3.3.6. Obtaining a Scalar Uncertainty Quantifier

In certain situations, it is very helpful to have a detailed uncertainty estimate which matches some other component’s shape whose uncertainty it describes. We have already seen this in Equation (7) where we use the variance feature tensor to modify the mean feature tensor and will explore a similar strategy in Section 4.3. However, in other situations, it would be more helpful to have a simple and straightforward scalar uncertainty quantifier. This can be the case if the task is to define a cutoff for unacceptably high uncertainty or if the uncertainty values should be provided for human interpretation. Thus we need to choose a function to convert our uncertainty estimates

Σ^{(D)}, Σ^{(M)}, Σ^{(V)} \in R^{d}

to a scalar uncertainty score

s \in R

.

Given that the data uncertainty estimate is employed as the diagonal of a covariance matrix in our approach and that the other two uncertainty vectors are also calculated as variances, it appears reasonable to consider the distributions to which these variances pertain and to utilize tools of probability theory in order to quantify the uncertainty inherent in these distributions. In particular, entropy is commonly used for this purpose. This is because the entropy H of some random variable A is defined as the expected surprisal. Naturally, we consider the entropy of the probabilistic embedding

N (μ, diag (Σ^{(D)}))

for data uncertainty. Analogously, we consider the entropy of

N (\hat{μ}, diag (Σ^{(M)}))

and

N (Σ^{(D)}, diag (Σ^{(V)}))

for model and distributional uncertainty. The entropy of a multivariate normal distribution is given in Equation (16).

\begin{matrix} H (A) & = \frac{d}{2} ln (2 π e) + \frac{1}{2} ln det Σ, & A & \sim N (μ, Σ) \end{matrix}

(16)

Because this formula only depends on

Σ

, and because we are working with diagonal covariance matrices whose diagonals are the uncertainty vectors, this simplifies to Equation (17) which describes the function

H : R^{d} \to R

that maps the uncertainty vector to the entropy of the respective distribution.

(Available data)
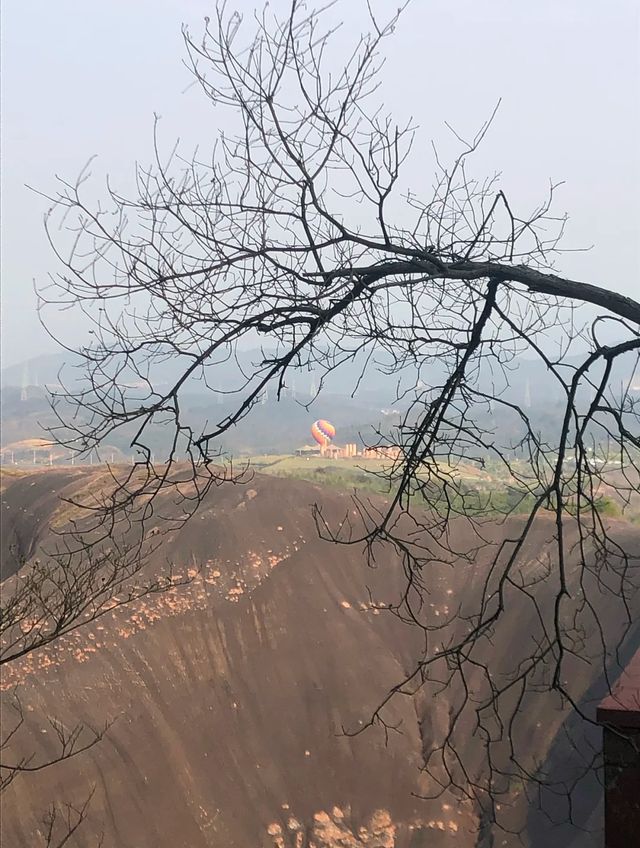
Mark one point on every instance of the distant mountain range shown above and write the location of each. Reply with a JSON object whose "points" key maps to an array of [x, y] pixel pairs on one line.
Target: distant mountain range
{"points": [[357, 403]]}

(Directive)
Reproduce the passage on scalar uncertainty, starting with "for data uncertainty." and going on through "in Equation (16).". Nothing in the listing matters here.

(Exercise output)
for data uncertainty. Analogously, we consider the entropy of

N (\hat{μ}, diag (Σ^{(M)}))

and

N (Σ^{(D)}, diag (Σ^{(V)}))

for model and distributional uncertainty. The entropy of a multivariate normal distribution is given in Equation (16).